--- TEXTE FOURNI ---
# réforme de la CMG



## liline17 (6 Novembre 2022)

voici ce que je viens de lire:
La réforme du Cmg n’est pas si simple en soi. Nous tenons donc à revenir sur un point de la réforme du Cmg qui ne semble pas comprise : le possible plafonnement du taux horaire.

*Aujourd’hui, il y a déjà un plafonnement journalier que les familles ne peuvent dépasser au risque de ne pouvoir obtenir le Cmg*. Cela implique qu’un certain nombre d’assistants maternels qui exercent sur de longues journées sont obligés de baisser leur tarif horaire pour que les parents ne soient pas privés de Cmg. Donnons un exemple. Le plafond journalier pour les familles au 1er août 2022 en net est de 43,23 euros pour bénéficier du Cmg. Si une assistante maternelle est à 4,50 euros de l’heure et qu’elle travaille 10 heures, elle sera à 45 euros. Le plafond dans cette hypothèse est dépassé, elle devra donc revoir son taux horaire pour que les parents ne soient pas privés du Cmg.
--- DONNÉES AFFICHÉES ---
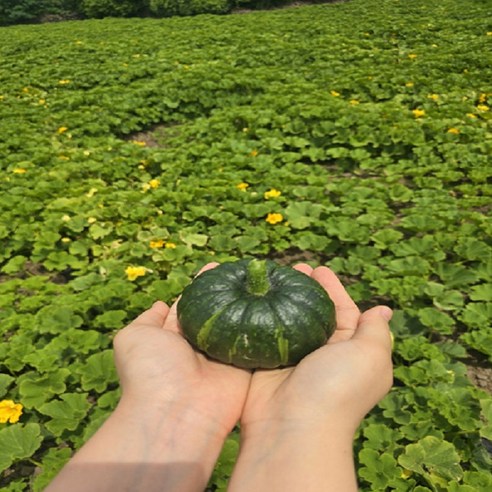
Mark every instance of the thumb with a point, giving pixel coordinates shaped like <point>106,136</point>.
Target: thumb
---
- [OBJECTIF]:
Selon le texte sur la réforme du CMG, quel est le plafond journalier net que les familles ne doivent pas dépasser au 1er août 2022 pour bénéficier du Cmg ?

- [CORRIGÉ]:
43,23 euros.